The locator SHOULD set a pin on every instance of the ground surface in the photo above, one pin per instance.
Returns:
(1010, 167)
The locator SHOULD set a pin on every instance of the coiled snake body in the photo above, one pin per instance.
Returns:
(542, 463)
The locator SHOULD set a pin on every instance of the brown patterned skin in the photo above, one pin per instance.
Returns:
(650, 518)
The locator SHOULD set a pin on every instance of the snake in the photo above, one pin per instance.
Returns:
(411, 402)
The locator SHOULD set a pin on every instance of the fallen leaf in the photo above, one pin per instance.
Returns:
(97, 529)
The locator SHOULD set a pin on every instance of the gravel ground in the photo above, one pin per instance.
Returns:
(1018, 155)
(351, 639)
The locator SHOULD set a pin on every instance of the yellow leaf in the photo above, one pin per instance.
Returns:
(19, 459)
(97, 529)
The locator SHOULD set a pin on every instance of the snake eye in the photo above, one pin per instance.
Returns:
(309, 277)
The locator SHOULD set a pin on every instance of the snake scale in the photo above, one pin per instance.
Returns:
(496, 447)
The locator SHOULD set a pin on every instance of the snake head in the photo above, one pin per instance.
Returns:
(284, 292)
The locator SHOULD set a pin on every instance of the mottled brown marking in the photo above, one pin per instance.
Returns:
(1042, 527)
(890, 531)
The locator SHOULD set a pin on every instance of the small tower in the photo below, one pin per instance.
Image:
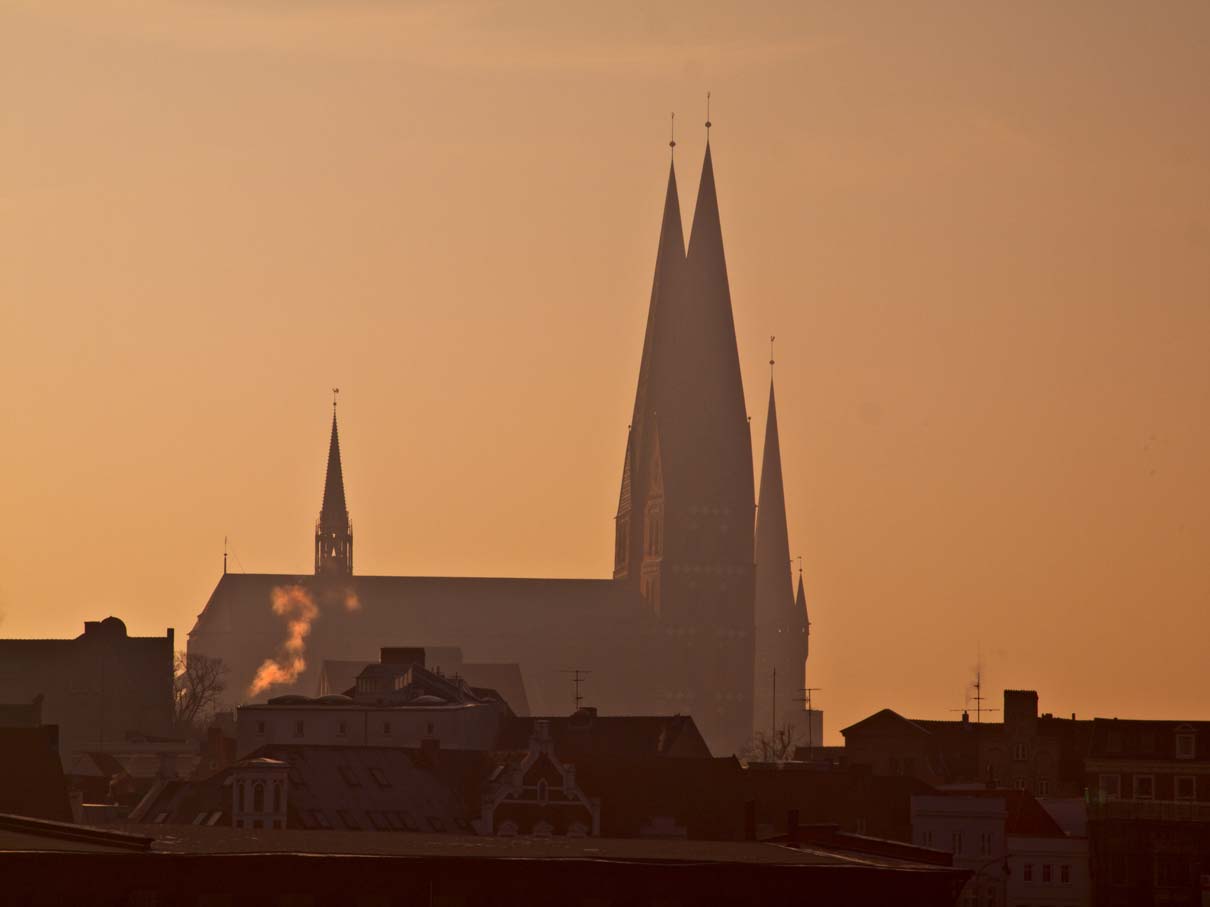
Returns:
(333, 531)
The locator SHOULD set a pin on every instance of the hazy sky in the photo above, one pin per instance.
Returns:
(980, 232)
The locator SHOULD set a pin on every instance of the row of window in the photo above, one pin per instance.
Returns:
(300, 728)
(1144, 786)
(1048, 873)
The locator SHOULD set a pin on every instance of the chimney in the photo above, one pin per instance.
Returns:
(430, 749)
(403, 654)
(167, 769)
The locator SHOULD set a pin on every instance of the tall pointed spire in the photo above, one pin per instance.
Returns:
(781, 624)
(334, 483)
(654, 390)
(333, 531)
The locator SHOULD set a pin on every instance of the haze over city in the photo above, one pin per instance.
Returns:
(980, 235)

→ The problem: Leave out the pictures and output every record above precisely as given.

→ Exercise result:
The locator SHOULD set a pin on every instance of the ground surface in the photo above, one pin per instance.
Returns:
(1010, 167)
The locator SHOULD set a pin on every instance of the coiled snake body in the photo above, one pin per instance.
Returns:
(542, 463)
The locator SHOULD set a pin on every instance of the brown patterned skin in the photo above, one pin per instance.
Returns:
(650, 518)
The locator SHOULD set a pin on every instance of the snake in the photo above, one pin per instance.
Returns:
(411, 402)
The locator SHOULD set a pin on every instance of the fallen leaf in the photo above, one pin per instance.
Returns:
(97, 529)
The locator SHOULD set a pin on every instance of the gravel ground in the photo above, one pin per instance.
Returns:
(1018, 155)
(351, 639)
The locator SHOULD set a pin on every instance of the yellow leaf in the photo above, one pin per instance.
Returns:
(19, 459)
(97, 529)
The locator SHOULD set a pin on every instance of the snake eye in the photo above, one pin per instance.
Returns:
(309, 277)
The locator SHOULD set a pin on every instance of the snake scale in the photo above, one pin per instance.
Returns:
(496, 447)
The locator SHOULD set a pin on every instance of the snake head in the photo above, one pin per instance.
Returns:
(284, 292)
The locator SHOULD set a pin on every instance of the mottled brown marking in the photo above, one pin per instance.
Returns:
(1042, 527)
(890, 531)
The locator SHOULD set a pin on every instance of the small tower in the photo below, one pin per instance.
Image:
Returns:
(333, 531)
The locator SHOULD set a pin on every instance of the hazy sky in the photo above, one pin per instance.
Returns:
(980, 232)
The locator SHOULD set a pin on every instance of the row of window in the photo above, one pin per instance.
Returns:
(300, 728)
(1144, 786)
(1048, 873)
The locator SHOULD set a pin on every instance of the chimney in the photo above, one pin per instance.
Returns:
(430, 749)
(403, 654)
(167, 769)
The locator SHOULD set a pin on every instance of the tall pointed spire in the photo above, one pin per instance.
Returns:
(781, 624)
(334, 483)
(654, 390)
(333, 531)
The locator SHOULD set a pin on every instance of the haze over city in the photo above, one pin per instance.
Returns:
(980, 235)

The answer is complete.